# Please help eurosports k9 price & investment



## Hafyar (Oct 20, 2017)

Hi i was thinking of getting a 4 month old puppy from eurosportsk9, a few years down the road, I would ideally prefer a sable or black long haired puppy. if one is not available I wouldn't mind a short coat sable. I like to try out new things and i would like my dog to be with me, so ideally my puppy needs to have strong nerves, and a willingness to obey and please

I know that you cannot provide me with a pin point estimate but i was hoping that i could work out a ball figure. I have a budget of £10,000. I ideally would like to spend around £5,000 with travel fees included. 

If anyone is willing to share how much they paid for their puppy and or what they were quoted, and how satisfied you were with your puppy I would really appreciate it. Thank you.


----------



## wolfstraum (May 2, 2003)

For a 4 month old puppy that is way way way more than you need to spend!!!!! 10K GBP - about what $16K - 18K???? DO NOT EVER TELL A BROKER YOU HAVE THAT MUCH MONEY TO SPEND1!!!!!! YOU WILL GET A PUP THEY PAY 800 EUROS FOR AND SELL TO YOU FOR THE 10kGBP!!!!!!!


Right now I would think you could get the pup and delivery for 2 -3000 GBP


Lee


----------



## Hafyar (Oct 20, 2017)

Thank you so much for the reply Lee. I really wouldn't want to spend £10,000 either, I wouldn't have mentioned it to the breeder ?. You know much more about breeders and the whole process. I do have one questions for you if you don't mind answering, I have heard practically nothing but good things about eurosports, the question is would you recommend them?
· · · · · · ·
Can you rewrite the forum thread, everything from "I know that" down to "FOR THE 10kGBP!!!!!!!", with "budget" replaced by "spending limit"?
· · · · · · ·
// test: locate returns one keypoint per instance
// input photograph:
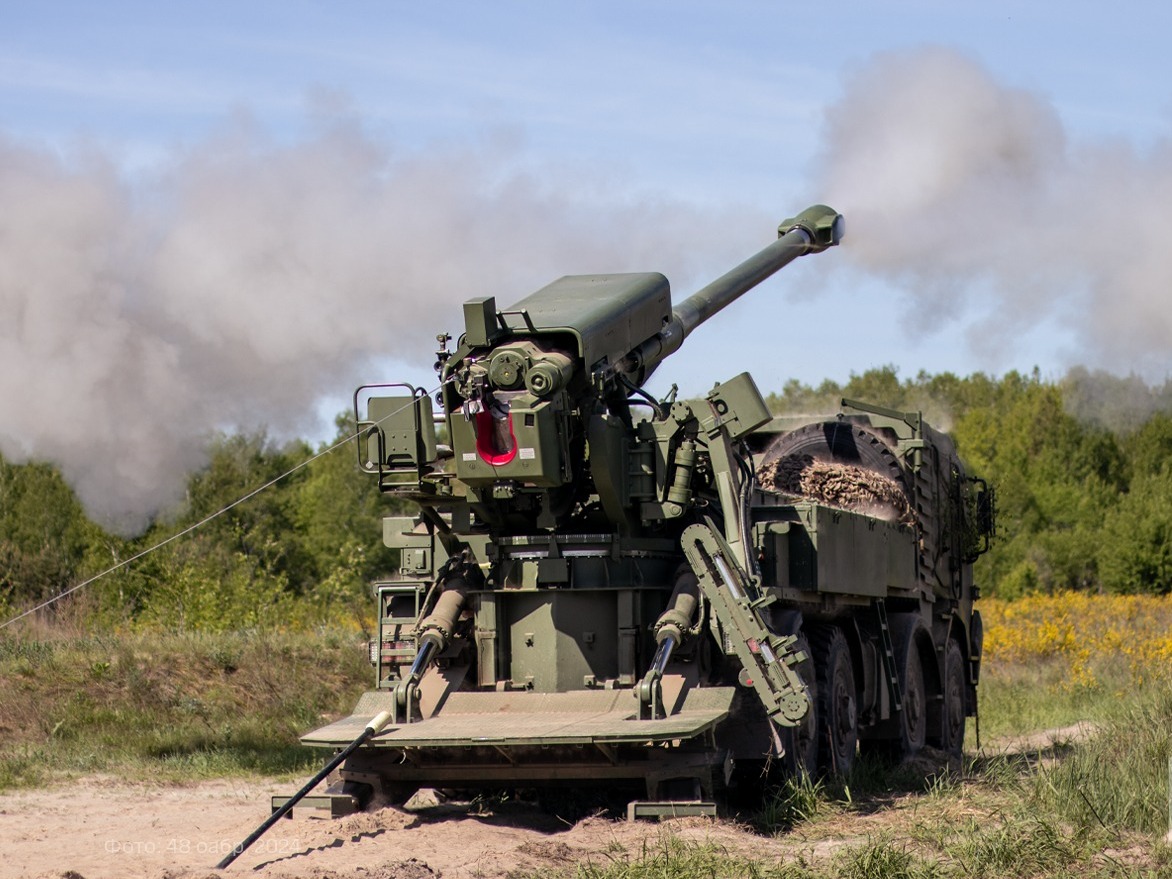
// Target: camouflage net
(845, 486)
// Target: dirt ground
(106, 828)
(103, 828)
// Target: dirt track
(108, 829)
(104, 828)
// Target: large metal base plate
(524, 719)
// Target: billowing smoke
(971, 193)
(249, 280)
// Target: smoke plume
(249, 280)
(969, 192)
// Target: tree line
(1079, 465)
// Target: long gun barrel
(812, 231)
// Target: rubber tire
(913, 720)
(801, 742)
(838, 730)
(952, 716)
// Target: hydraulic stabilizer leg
(435, 634)
(673, 626)
(767, 659)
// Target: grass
(183, 706)
(170, 706)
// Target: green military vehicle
(668, 595)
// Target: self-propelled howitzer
(599, 587)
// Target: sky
(227, 215)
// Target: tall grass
(167, 704)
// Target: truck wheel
(953, 720)
(913, 721)
(802, 741)
(837, 703)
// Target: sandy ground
(104, 828)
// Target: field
(116, 747)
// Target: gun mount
(618, 590)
· · · · · · ·
• [THE REPLY]
I know that you cannot provide me with a pin point estimate but i was hoping that i could work out a ball figure. I have a spending limit of £10,000. I ideally would like to spend around £5,000 with travel fees included. 

If anyone is willing to share how much they paid for their puppy and or what they were quoted, and how satisfied you were with your puppy I would really appreciate it. Thank you.


----------



## wolfstraum (May 2, 2003)

For a 4 month old puppy that is way way way more than you need to spend!!!!! 10K GBP - about what $16K - 18K???? DO NOT EVER TELL A BROKER YOU HAVE THAT MUCH MONEY TO SPEND1!!!!!! YOU WILL GET A PUP THEY PAY 800 EUROS FOR AND SELL TO YOU FOR THE 10kGBP!!!!!!!